Referring expression data
#####

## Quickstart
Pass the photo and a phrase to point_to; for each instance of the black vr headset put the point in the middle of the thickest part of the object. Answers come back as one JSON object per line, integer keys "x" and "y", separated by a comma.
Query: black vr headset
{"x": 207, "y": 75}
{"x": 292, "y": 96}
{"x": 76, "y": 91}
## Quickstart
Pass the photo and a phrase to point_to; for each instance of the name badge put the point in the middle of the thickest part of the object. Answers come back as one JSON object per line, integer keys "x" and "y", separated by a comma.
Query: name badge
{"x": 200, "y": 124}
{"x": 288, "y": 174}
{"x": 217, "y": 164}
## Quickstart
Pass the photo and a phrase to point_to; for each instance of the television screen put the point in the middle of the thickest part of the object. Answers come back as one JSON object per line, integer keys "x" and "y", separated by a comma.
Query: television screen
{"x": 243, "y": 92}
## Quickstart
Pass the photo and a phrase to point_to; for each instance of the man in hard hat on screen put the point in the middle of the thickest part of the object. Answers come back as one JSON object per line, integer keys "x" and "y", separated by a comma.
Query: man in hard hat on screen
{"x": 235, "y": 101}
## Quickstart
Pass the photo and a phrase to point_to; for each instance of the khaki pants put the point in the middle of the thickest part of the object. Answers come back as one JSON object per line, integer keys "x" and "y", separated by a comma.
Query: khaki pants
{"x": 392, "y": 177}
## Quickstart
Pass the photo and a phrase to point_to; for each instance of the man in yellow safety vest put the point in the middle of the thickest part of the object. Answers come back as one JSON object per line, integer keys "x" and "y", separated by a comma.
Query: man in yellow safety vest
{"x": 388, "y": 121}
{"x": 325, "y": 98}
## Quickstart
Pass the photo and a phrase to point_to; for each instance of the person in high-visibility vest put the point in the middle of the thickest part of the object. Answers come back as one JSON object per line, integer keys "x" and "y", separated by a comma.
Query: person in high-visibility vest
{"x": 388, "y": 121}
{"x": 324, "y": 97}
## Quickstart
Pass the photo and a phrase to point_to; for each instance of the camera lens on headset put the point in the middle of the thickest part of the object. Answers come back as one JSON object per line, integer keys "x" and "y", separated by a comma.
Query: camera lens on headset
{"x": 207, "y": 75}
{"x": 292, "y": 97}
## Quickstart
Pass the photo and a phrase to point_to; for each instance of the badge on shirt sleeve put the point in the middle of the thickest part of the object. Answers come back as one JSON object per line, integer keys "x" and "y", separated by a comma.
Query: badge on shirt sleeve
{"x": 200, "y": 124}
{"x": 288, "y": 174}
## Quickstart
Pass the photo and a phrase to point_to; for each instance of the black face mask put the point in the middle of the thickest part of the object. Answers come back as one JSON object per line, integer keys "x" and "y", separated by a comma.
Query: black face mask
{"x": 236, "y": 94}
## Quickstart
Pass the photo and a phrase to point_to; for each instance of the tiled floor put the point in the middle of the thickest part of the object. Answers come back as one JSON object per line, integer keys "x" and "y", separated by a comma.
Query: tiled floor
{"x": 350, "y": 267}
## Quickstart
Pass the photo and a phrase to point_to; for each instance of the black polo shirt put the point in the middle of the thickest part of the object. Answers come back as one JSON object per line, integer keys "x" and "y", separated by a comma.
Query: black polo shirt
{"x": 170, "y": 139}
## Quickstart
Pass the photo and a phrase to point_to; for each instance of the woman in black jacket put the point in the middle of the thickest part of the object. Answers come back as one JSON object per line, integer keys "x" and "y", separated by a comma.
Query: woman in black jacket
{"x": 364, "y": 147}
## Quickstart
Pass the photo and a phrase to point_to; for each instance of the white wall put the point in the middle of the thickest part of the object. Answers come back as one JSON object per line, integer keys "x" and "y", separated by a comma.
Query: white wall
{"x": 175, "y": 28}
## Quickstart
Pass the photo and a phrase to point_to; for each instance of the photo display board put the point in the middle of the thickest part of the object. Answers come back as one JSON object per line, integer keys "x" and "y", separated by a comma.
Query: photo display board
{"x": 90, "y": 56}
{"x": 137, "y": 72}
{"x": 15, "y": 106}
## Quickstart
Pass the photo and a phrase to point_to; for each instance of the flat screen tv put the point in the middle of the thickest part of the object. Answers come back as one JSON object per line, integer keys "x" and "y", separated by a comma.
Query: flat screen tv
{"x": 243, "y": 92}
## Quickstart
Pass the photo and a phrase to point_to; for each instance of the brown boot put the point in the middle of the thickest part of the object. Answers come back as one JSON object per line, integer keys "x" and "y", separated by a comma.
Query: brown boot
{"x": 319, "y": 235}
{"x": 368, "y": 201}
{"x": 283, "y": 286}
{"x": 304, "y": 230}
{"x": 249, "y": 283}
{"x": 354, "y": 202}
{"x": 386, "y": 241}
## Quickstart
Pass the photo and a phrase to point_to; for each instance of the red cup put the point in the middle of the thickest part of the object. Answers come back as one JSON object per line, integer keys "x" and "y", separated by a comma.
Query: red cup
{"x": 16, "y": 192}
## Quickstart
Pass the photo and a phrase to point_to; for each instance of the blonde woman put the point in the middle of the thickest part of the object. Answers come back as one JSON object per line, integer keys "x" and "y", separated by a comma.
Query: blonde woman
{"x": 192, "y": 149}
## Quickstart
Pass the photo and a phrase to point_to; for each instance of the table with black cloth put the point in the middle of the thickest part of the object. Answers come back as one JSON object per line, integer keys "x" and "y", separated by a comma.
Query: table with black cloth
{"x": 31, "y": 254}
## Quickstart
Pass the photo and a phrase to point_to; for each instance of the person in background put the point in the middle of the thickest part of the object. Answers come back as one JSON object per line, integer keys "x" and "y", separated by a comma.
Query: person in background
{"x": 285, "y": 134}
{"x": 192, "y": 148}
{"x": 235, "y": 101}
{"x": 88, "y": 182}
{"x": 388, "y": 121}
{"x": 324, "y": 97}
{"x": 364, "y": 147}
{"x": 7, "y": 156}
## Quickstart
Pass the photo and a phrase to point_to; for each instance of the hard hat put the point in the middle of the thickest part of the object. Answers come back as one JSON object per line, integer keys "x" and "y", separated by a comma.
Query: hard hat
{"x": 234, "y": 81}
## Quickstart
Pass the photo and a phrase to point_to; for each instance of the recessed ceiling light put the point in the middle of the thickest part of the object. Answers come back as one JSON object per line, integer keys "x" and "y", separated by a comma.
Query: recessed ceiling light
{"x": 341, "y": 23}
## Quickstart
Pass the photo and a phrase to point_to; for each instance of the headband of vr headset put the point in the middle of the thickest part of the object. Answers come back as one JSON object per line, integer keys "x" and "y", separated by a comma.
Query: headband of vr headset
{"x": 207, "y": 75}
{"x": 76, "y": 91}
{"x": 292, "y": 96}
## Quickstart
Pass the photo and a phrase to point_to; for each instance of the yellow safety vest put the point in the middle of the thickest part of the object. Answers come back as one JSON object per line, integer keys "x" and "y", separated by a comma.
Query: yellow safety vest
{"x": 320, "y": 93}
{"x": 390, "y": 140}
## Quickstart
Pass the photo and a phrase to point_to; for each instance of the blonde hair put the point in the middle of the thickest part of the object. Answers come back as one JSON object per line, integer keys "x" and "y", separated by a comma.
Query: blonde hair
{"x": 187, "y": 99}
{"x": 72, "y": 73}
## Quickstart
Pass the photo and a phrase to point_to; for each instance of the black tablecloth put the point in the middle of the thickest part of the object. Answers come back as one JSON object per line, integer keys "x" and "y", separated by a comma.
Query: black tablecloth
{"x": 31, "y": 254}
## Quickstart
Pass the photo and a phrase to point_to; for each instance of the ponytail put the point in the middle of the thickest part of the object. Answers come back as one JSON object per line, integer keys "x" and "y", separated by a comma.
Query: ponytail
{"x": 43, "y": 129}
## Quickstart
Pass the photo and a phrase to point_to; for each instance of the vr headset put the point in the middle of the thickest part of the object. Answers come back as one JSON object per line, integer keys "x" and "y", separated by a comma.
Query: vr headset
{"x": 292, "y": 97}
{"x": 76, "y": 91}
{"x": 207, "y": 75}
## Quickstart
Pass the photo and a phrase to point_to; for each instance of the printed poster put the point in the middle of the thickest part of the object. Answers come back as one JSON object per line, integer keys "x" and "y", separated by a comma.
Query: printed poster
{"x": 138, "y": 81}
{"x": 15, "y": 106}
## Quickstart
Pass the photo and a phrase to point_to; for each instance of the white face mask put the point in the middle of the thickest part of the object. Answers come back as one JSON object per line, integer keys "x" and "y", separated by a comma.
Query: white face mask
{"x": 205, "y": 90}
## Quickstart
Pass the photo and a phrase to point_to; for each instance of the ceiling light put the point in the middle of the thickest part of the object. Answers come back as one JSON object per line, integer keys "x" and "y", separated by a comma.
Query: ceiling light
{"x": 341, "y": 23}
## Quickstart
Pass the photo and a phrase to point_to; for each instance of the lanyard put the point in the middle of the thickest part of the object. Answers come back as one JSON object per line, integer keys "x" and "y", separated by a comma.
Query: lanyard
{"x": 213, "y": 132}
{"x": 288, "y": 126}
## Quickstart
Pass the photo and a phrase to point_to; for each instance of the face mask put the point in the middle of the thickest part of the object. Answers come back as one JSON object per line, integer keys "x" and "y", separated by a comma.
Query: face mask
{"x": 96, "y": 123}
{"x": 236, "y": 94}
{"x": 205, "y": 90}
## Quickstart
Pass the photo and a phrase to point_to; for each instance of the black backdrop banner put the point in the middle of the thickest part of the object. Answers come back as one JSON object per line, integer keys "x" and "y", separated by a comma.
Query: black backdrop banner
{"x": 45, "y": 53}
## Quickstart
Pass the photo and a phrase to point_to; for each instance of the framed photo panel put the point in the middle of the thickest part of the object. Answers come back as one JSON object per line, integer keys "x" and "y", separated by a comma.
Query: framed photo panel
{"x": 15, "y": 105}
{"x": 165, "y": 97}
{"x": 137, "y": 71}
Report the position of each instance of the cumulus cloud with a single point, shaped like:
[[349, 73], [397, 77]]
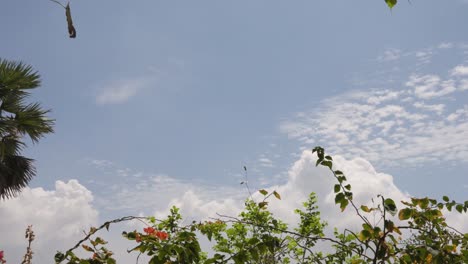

#####

Activity
Could you transcribe the entries above word for word, from the line with "of the recessed" down to the line with "the blonde hair", keeping both?

Solution
Pass the photo and a phrase to point_to; for each instance of the recessed ceiling light put the point in the middle of the thickest part of the object. Answers come back as one JSON object per line, integer keys "x" and "y", separated by a comma.
Query: recessed ceiling light
{"x": 341, "y": 23}
## Quickstart
Pass the photo and a phrase to point_to; for each instance of the headband of vr headset put the point in the middle of the thickest part of the object. Answers come back as one JSON object per line, integer keys "x" and "y", separated by a comma.
Query: headband of vr headset
{"x": 207, "y": 75}
{"x": 76, "y": 91}
{"x": 292, "y": 96}
## Quickstart
Pass the photo and a phrase to point_to; for each instance of the yellow safety vest put the point in the middle of the thickest part of the object. Answers come back as one JSON object per line, integer keys "x" and "y", separated by a comma.
Query: yellow safety vest
{"x": 320, "y": 93}
{"x": 390, "y": 140}
## Quickstart
Pass the photo and a phrase to point_to; for each instance of the blonde hair put the point in the middle of the thickest part of the object. Answers come back as one JSON object per line, integer keys "x" and "y", separated by a comma.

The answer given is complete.